- **Data section**
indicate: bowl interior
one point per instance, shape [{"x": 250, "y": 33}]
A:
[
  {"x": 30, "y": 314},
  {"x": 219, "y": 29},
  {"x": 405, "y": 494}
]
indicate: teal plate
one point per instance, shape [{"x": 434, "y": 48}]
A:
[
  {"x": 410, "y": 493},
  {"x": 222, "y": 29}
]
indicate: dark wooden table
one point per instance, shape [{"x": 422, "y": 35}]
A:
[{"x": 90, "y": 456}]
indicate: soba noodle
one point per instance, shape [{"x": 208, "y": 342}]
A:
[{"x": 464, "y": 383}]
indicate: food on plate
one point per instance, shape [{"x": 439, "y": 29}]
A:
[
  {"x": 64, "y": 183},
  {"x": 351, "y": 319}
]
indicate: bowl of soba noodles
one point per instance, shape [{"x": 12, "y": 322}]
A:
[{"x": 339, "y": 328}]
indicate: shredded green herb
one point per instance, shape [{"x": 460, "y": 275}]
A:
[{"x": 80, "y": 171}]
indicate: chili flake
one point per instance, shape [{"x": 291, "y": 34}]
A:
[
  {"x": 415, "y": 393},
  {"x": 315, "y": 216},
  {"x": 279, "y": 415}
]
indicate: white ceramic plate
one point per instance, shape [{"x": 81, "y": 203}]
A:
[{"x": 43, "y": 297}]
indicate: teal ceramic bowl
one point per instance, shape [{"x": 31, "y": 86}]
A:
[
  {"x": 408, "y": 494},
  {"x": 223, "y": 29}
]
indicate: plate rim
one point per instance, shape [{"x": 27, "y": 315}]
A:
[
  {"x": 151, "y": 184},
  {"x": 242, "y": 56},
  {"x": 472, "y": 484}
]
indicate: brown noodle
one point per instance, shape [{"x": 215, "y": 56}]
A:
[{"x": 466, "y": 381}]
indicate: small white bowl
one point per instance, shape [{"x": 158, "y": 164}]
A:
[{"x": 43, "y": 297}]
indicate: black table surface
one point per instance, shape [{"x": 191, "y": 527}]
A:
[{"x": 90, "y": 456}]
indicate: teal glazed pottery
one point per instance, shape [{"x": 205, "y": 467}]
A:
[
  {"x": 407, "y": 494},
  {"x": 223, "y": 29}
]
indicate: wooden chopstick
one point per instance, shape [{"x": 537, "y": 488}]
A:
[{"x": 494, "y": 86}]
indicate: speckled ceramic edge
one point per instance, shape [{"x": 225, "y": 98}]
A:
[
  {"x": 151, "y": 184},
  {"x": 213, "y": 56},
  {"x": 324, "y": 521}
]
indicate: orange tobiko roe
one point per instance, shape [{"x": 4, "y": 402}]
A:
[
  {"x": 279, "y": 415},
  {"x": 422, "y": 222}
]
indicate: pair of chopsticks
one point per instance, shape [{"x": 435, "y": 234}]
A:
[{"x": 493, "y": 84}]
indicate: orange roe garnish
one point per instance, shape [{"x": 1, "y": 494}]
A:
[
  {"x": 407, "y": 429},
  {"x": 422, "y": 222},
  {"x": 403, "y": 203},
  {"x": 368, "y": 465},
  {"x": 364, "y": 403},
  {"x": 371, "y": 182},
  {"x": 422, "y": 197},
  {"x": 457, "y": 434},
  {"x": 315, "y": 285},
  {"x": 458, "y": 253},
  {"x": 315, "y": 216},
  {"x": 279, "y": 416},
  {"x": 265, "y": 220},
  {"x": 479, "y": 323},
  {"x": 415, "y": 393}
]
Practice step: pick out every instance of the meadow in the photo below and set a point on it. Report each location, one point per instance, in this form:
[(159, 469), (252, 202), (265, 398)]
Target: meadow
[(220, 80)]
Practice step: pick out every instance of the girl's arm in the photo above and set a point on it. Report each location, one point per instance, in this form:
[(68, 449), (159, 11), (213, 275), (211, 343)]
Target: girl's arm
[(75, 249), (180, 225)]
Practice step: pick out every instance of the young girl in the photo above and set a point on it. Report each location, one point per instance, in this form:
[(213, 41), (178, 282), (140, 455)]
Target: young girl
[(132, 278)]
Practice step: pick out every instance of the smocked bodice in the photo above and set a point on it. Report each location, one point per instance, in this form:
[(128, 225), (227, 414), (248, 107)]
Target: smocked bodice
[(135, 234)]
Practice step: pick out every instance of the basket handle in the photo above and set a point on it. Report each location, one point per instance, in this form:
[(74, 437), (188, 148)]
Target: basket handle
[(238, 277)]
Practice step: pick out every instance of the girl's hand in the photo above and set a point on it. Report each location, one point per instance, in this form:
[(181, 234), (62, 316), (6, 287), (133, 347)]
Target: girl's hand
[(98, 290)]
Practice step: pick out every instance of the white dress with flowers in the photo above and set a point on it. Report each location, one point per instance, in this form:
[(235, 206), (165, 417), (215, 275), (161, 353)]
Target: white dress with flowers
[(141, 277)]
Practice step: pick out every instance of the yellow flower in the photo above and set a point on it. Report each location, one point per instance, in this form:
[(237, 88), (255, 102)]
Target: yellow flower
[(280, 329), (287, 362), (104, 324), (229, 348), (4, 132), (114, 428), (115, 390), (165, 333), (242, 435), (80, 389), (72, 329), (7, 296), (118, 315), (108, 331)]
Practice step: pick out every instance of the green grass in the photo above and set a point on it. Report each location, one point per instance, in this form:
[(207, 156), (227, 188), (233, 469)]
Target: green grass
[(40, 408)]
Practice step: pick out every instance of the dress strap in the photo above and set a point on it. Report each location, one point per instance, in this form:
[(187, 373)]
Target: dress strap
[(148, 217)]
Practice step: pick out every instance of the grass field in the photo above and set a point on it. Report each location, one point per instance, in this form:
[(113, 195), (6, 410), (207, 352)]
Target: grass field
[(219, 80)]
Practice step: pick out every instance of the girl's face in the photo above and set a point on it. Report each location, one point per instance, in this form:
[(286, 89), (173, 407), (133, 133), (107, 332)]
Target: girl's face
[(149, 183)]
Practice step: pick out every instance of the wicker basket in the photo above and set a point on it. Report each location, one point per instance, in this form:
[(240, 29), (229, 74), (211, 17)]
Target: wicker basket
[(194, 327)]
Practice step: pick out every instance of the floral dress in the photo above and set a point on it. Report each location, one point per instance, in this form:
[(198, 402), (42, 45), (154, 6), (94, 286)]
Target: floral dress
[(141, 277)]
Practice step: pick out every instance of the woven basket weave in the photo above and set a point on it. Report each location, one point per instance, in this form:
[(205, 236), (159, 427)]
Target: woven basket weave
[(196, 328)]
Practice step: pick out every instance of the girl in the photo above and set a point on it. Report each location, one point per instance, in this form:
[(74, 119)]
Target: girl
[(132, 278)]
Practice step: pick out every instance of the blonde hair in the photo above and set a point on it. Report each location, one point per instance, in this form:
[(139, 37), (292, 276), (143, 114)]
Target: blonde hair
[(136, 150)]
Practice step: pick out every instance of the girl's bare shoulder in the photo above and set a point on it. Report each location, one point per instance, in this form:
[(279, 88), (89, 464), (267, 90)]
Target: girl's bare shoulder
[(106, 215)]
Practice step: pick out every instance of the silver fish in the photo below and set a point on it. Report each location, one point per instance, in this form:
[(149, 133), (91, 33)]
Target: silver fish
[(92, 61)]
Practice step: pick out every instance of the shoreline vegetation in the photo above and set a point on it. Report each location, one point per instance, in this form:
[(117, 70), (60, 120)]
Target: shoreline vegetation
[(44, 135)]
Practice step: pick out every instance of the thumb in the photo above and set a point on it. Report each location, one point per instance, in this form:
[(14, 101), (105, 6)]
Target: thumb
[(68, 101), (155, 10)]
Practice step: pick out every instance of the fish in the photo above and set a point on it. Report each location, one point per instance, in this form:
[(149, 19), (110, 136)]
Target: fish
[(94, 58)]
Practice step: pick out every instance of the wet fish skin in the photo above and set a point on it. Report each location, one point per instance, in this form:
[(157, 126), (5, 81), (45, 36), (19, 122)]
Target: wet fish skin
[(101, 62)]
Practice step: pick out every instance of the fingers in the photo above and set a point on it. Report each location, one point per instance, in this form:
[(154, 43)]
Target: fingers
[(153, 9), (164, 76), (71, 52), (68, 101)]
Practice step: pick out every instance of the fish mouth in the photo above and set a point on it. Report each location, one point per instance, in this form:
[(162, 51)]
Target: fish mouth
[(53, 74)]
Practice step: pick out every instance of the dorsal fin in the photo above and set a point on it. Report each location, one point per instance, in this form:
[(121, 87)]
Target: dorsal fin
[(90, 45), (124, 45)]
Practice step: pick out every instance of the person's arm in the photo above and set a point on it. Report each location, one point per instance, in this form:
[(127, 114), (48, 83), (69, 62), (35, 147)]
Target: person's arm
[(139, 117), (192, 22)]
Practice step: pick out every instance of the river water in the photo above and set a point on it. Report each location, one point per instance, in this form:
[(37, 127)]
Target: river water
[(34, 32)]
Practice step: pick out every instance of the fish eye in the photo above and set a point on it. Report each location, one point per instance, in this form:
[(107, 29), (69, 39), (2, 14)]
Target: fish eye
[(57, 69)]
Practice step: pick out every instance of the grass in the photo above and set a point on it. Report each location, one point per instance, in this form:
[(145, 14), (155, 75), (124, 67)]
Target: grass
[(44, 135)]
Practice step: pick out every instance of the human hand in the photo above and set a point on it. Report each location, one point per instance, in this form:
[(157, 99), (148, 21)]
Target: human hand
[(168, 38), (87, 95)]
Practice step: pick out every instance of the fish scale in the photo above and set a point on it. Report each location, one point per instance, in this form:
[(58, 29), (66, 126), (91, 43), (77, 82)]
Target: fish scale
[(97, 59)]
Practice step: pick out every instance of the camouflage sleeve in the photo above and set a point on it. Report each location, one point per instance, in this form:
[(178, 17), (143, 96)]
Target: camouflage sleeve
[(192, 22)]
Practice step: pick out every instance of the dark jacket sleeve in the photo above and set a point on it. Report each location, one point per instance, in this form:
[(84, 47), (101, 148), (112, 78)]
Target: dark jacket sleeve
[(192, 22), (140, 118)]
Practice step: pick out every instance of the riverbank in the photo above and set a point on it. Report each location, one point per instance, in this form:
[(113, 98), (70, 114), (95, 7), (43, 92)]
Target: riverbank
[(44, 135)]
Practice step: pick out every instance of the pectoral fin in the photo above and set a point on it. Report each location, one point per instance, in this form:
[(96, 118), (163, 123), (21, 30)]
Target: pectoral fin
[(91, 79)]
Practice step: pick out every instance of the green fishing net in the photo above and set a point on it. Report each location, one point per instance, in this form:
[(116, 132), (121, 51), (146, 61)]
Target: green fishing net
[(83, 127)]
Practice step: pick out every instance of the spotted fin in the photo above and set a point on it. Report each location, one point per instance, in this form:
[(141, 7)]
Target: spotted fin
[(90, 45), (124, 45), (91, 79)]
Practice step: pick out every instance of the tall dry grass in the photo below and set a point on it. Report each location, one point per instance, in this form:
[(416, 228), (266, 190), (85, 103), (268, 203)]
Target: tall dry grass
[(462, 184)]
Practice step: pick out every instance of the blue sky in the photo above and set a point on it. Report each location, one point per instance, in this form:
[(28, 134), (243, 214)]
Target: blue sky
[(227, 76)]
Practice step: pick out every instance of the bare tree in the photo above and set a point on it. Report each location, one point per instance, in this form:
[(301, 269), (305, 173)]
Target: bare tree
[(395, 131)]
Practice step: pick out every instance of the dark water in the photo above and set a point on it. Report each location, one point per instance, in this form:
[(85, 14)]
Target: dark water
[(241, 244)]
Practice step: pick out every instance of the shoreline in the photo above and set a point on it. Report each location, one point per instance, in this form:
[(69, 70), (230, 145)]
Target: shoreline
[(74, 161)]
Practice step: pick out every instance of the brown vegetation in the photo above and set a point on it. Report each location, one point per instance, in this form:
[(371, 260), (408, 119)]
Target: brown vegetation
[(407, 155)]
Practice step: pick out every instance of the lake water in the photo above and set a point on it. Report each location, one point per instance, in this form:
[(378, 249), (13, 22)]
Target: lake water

- **Prompt**
The lines from the beginning of the records through the line containing "indicate: dark wooden table" should be reproduced exactly. Include nothing else.

- **Answer box**
indicate: bowl interior
one point per instance, shape [{"x": 250, "y": 33}]
A:
[
  {"x": 30, "y": 314},
  {"x": 219, "y": 29},
  {"x": 405, "y": 494}
]
indicate: teal plate
one point per instance, shape [{"x": 434, "y": 48}]
A:
[
  {"x": 410, "y": 493},
  {"x": 222, "y": 29}
]
indicate: dark wooden table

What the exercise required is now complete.